#### [Written exercise]
Convert all of the lines below into a Markdown table with the columns Number and Line, skipping any blank lines.

-- BEGIN Task material --

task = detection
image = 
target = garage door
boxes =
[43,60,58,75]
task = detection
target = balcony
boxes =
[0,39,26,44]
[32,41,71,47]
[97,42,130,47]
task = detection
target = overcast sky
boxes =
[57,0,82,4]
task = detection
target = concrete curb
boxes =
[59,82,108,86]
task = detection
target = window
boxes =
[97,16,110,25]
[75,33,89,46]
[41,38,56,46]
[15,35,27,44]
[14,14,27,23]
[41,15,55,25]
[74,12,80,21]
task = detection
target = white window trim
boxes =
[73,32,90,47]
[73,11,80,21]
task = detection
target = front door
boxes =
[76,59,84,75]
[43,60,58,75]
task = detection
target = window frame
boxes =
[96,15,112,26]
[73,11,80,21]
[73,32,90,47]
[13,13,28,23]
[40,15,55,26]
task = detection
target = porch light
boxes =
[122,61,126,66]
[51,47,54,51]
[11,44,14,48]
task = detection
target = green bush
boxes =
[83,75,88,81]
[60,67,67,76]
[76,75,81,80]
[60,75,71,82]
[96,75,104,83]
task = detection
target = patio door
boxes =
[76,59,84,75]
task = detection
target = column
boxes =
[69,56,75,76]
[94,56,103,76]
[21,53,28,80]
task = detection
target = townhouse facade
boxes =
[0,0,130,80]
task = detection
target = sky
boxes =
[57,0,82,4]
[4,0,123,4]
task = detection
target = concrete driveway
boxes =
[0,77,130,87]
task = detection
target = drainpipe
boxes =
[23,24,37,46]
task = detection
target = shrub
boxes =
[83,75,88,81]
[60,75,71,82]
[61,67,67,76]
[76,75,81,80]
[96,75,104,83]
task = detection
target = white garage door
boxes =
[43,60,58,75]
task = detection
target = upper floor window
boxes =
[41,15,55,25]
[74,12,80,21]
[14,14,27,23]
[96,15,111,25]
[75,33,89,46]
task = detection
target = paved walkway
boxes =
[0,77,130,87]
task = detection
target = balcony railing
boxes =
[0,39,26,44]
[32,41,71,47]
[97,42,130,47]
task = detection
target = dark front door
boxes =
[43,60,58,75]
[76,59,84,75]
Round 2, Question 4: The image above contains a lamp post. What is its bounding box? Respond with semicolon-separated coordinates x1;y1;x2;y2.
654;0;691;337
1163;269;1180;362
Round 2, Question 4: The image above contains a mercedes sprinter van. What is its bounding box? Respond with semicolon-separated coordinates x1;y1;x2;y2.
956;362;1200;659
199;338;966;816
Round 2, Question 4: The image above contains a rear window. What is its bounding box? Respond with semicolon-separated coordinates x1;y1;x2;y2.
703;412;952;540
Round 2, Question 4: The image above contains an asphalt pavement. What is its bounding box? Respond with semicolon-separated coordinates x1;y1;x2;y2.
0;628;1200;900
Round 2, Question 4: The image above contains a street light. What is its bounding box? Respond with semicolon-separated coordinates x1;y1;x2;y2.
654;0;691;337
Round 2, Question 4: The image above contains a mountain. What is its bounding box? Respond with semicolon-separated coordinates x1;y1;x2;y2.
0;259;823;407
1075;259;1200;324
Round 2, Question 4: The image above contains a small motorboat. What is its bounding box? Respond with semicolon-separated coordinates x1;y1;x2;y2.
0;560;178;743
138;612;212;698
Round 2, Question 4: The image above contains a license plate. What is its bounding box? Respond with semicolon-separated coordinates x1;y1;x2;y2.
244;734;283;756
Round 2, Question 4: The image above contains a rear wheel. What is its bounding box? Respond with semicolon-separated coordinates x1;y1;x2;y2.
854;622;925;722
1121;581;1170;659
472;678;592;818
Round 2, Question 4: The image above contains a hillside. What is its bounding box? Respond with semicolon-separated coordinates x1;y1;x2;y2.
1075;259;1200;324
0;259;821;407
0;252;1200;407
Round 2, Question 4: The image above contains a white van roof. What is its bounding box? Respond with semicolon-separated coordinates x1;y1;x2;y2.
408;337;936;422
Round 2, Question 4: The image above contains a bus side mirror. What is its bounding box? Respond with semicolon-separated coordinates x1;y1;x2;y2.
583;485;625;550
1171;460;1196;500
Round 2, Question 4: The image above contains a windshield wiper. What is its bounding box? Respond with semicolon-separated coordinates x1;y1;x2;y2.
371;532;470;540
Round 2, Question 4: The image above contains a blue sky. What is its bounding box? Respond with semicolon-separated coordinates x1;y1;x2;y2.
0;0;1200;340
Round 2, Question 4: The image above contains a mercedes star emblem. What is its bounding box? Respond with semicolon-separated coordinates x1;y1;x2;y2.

-- END Task material --

#### [Solution to this problem]
| Number | Line |
|---|---|
| 1 | task = detection |
| 2 | image =  |
| 3 | target = garage door |
| 4 | boxes = |
| 5 | [43,60,58,75] |
| 6 | task = detection |
| 7 | target = balcony |
| 8 | boxes = |
| 9 | [0,39,26,44] |
| 10 | [32,41,71,47] |
| 11 | [97,42,130,47] |
| 12 | task = detection |
| 13 | target = overcast sky |
| 14 | boxes = |
| 15 | [57,0,82,4] |
| 16 | task = detection |
| 17 | target = concrete curb |
| 18 | boxes = |
| 19 | [59,82,108,86] |
| 20 | task = detection |
| 21 | target = window |
| 22 | boxes = |
| 23 | [97,16,110,25] |
| 24 | [75,33,89,46] |
| 25 | [41,38,56,46] |
| 26 | [15,35,27,44] |
| 27 | [14,14,27,23] |
| 28 | [41,15,55,25] |
| 29 | [74,12,80,21] |
| 30 | task = detection |
| 31 | target = white window trim |
| 32 | boxes = |
| 33 | [73,32,90,47] |
| 34 | [73,11,80,21] |
| 35 | task = detection |
| 36 | target = front door |
| 37 | boxes = |
| 38 | [76,59,84,75] |
| 39 | [43,60,58,75] |
| 40 | task = detection |
| 41 | target = window frame |
| 42 | boxes = |
| 43 | [96,15,112,26] |
| 44 | [73,11,80,21] |
| 45 | [73,32,90,47] |
| 46 | [13,13,28,23] |
| 47 | [40,15,55,26] |
| 48 | task = detection |
| 49 | target = porch light |
| 50 | boxes = |
| 51 | [122,61,126,66] |
| 52 | [51,47,54,51] |
| 53 | [11,44,14,48] |
| 54 | task = detection |
| 55 | target = green bush |
| 56 | boxes = |
| 57 | [83,75,88,81] |
| 58 | [60,67,67,76] |
| 59 | [76,75,81,80] |
| 60 | [60,75,71,82] |
| 61 | [96,75,104,83] |
| 62 | task = detection |
| 63 | target = patio door |
| 64 | boxes = |
| 65 | [76,59,84,75] |
| 66 | task = detection |
| 67 | target = column |
| 68 | boxes = |
| 69 | [69,56,75,76] |
| 70 | [94,56,103,76] |
| 71 | [21,53,28,80] |
| 72 | task = detection |
| 73 | target = townhouse facade |
| 74 | boxes = |
| 75 | [0,0,130,80] |
| 76 | task = detection |
| 77 | target = sky |
| 78 | boxes = |
| 79 | [57,0,82,4] |
| 80 | [4,0,123,4] |
| 81 | task = detection |
| 82 | target = concrete driveway |
| 83 | boxes = |
| 84 | [0,77,130,87] |
| 85 | task = detection |
| 86 | target = drainpipe |
| 87 | boxes = |
| 88 | [23,24,37,46] |
| 89 | task = detection |
| 90 | target = shrub |
| 91 | boxes = |
| 92 | [83,75,88,81] |
| 93 | [60,75,71,82] |
| 94 | [61,67,67,76] |
| 95 | [76,75,81,80] |
| 96 | [96,75,104,83] |
| 97 | task = detection |
| 98 | target = white garage door |
| 99 | boxes = |
| 100 | [43,60,58,75] |
| 101 | task = detection |
| 102 | target = upper floor window |
| 103 | boxes = |
| 104 | [41,15,55,25] |
| 105 | [74,12,80,21] |
| 106 | [14,14,27,23] |
| 107 | [96,15,111,25] |
| 108 | [75,33,89,46] |
| 109 | task = detection |
| 110 | target = paved walkway |
| 111 | boxes = |
| 112 | [0,77,130,87] |
| 113 | task = detection |
| 114 | target = balcony railing |
| 115 | boxes = |
| 116 | [0,39,26,44] |
| 117 | [32,41,71,47] |
| 118 | [97,42,130,47] |
| 119 | task = detection |
| 120 | target = dark front door |
| 121 | boxes = |
| 122 | [43,60,58,75] |
| 123 | [76,59,84,75] |
| 124 | Round 2, Question 4: The image above contains a lamp post. What is its bounding box? Respond with semicolon-separated coordinates x1;y1;x2;y2. |
| 125 | 654;0;691;337 |
| 126 | 1163;269;1180;362 |
| 127 | Round 2, Question 4: The image above contains a mercedes sprinter van. What is its bounding box? Respond with semicolon-separated coordinates x1;y1;x2;y2. |
| 128 | 956;362;1200;659 |
| 129 | 199;338;966;816 |
| 130 | Round 2, Question 4: The image above contains a rear window. What is its bounding box? Respond with semicolon-separated coordinates x1;y1;x2;y2. |
| 131 | 703;412;952;540 |
| 132 | Round 2, Question 4: The image above contains an asphalt pavement. What is its bounding box? Respond with semicolon-separated coordinates x1;y1;x2;y2. |
| 133 | 0;628;1200;900 |
| 134 | Round 2, Question 4: The image above contains a street light. What is its bounding box? Respond with semicolon-separated coordinates x1;y1;x2;y2. |
| 135 | 654;0;691;337 |
| 136 | Round 2, Question 4: The image above contains a mountain. What is its bounding box? Respond with semicolon-separated coordinates x1;y1;x2;y2. |
| 137 | 0;259;823;407 |
| 138 | 1075;259;1200;324 |
| 139 | Round 2, Question 4: The image above contains a small motorboat. What is its bounding box? Respond with semicolon-separated coordinates x1;y1;x2;y2. |
| 140 | 0;560;178;743 |
| 141 | 138;612;212;698 |
| 142 | Round 2, Question 4: The image above contains a license plate. What is its bounding box? Respond with semicolon-separated coordinates x1;y1;x2;y2. |
| 143 | 244;734;283;756 |
| 144 | Round 2, Question 4: The image above contains a rear wheel. What is its bounding box? Respond with semicolon-separated coordinates x1;y1;x2;y2. |
| 145 | 854;622;925;722 |
| 146 | 1121;581;1170;659 |
| 147 | 472;678;592;818 |
| 148 | Round 2, Question 4: The image above contains a hillside. What is its bounding box? Respond with semicolon-separated coordinates x1;y1;x2;y2. |
| 149 | 1075;259;1200;324 |
| 150 | 0;259;821;407 |
| 151 | 0;252;1200;407 |
| 152 | Round 2, Question 4: The image above contains a white van roof. What is its bounding box? Respond with semicolon-separated coordinates x1;y1;x2;y2. |
| 153 | 408;337;936;422 |
| 154 | Round 2, Question 4: The image above contains a bus side mirror. What is its bounding box? Respond with semicolon-separated coordinates x1;y1;x2;y2. |
| 155 | 583;485;625;550 |
| 156 | 1171;460;1196;500 |
| 157 | Round 2, Question 4: The image above contains a windshield wiper. What is its bounding box? Respond with semicolon-separated coordinates x1;y1;x2;y2. |
| 158 | 371;532;470;540 |
| 159 | Round 2, Question 4: The image above contains a blue sky. What is its bounding box? Respond with semicolon-separated coordinates x1;y1;x2;y2. |
| 160 | 0;0;1200;340 |
| 161 | Round 2, Question 4: The image above contains a mercedes star emblem. What is its bounding box? Respond with semicolon-separated coordinates x1;y1;x2;y2. |